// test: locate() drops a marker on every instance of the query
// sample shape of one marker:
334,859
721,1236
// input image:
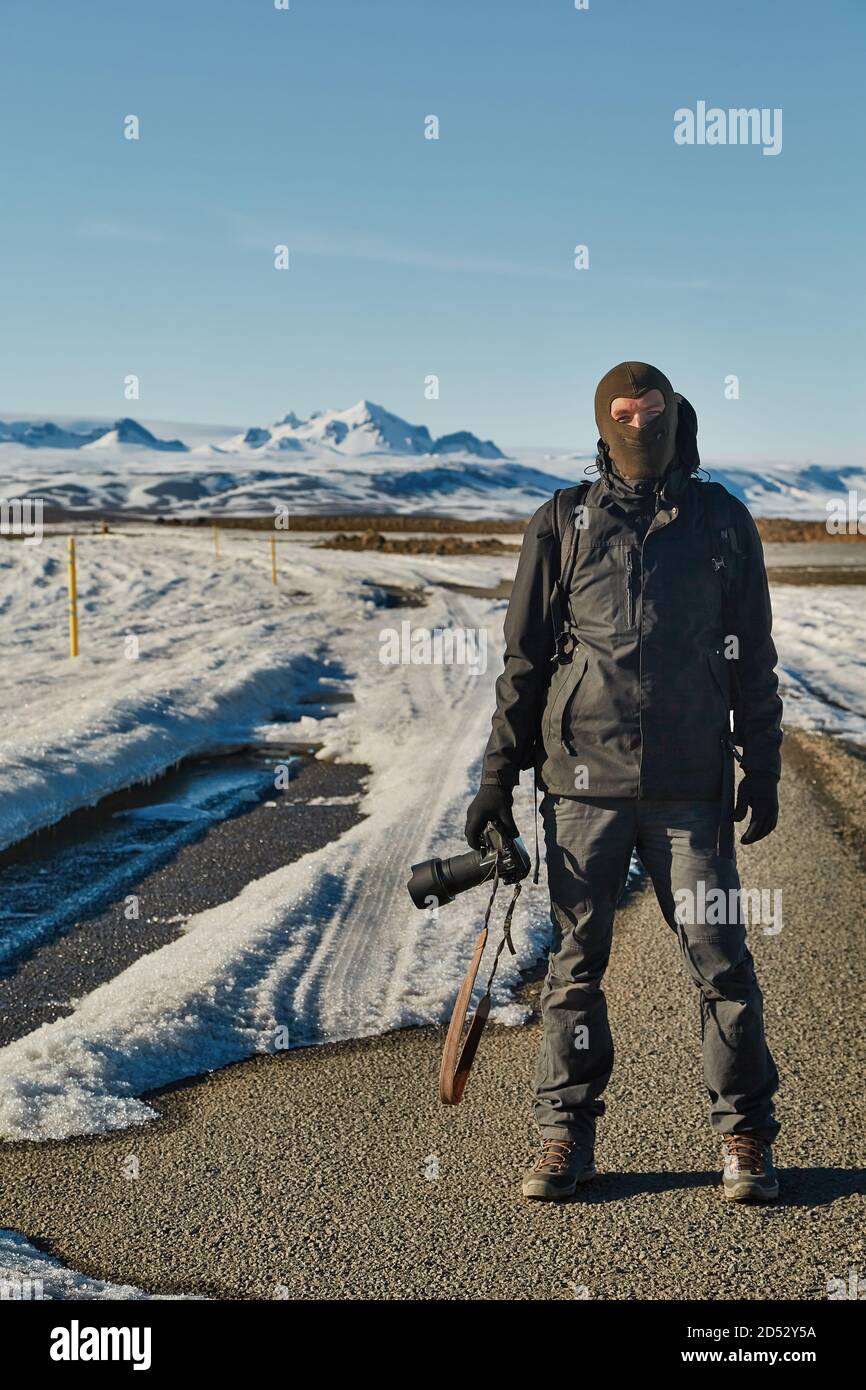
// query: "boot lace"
747,1150
553,1155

————————

▸ **Exercise goal**
Could you pull every line of the listing above out verbatim, omitting any picture?

▸ **Complete output**
// test: locate() drops a marker on every instance of the query
// sample shape of one marker:
334,859
721,1236
// input image:
// query: "boot lace"
747,1150
553,1155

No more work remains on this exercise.